→ **SET TASKS**:
A - Return the rural electrification text from "After a successful" to "as 25,000 villages." word for word.
B - In one to three sentences, explain why, according to the rural electrification text, Selco's senior leaders would also mentor the entrepreneurs its fund backs.
** BEGIN TEXT TO READ **
Fifteen years later, Selco has sold and financed more than 115,000 solar home lighting systems. Recently, Hande announced plans to raise a $10 million impact-investing fund to focus on social enterprises in sustainable energy. Besides funding entrepreneurs in north Indian states, Selco’s senior leaders would also mentor them, increasing their odds of success significantly.
Over in Bihar… a different rural electrification model
Barring the jugaad examples that are perpetually being shared on Facebook, tinkering doesn’t come naturally to Indians. Tinkering that leads to genuine engineering innovation is even more rare. The fascinating story of Husk Power Systems (HPS) is reminiscent of the movie Swades. Gyanesh Pandey, who grew up in a village in Bihar without electricity, had moved to America to pursue a degree from Rensselaer Polytechnic Institute. He cut short a rewarding stint at a Los Angeles semiconductor company to return to Bihar where he, along with friend Ratnesh Yadav, invented a gasifier-based mini electric distribution system powered by discarded rice husks.
After a successful paid trial in the village of Tamkuha, prize money from two business plan competitions and a Shell Foundation grant provided the initial capital. Additional venture funding came from Oasis Fund and Acumen Fund. HPS now runs 60 mini-power plants that power approximately 25,000 households in more than 250 villages, impacting lives of 150,000+ people in rural India. HPS has identified its addressable market to be as high as 25,000 villages.
** END TEXT TO READ **
** BEGIN DATASET ROWS **
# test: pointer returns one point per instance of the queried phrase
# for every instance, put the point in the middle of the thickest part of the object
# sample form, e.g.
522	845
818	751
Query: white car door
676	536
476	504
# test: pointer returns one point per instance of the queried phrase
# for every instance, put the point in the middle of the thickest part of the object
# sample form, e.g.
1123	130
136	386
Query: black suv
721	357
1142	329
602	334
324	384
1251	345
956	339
** END DATASET ROWS **
→ **OUTPUTS IN ORDER**:
A -
After a successful paid trial in the village of Tamkuha, prize money from two business plan competitions and a Shell Foundation grant provided the initial capital. Additional venture funding came from Oasis Fund and Acumen Fund. HPS now runs 60 mini-power plants that power approximately 25,000 households in more than 250 villages, impacting lives of 150,000+ people in rural India. HPS has identified its addressable market to be as high as 25,000 villages.

B - Selco's senior leaders would mentor the entrepreneurs in north Indian states in addition to funding them because the mentoring would significantly increase their odds of success.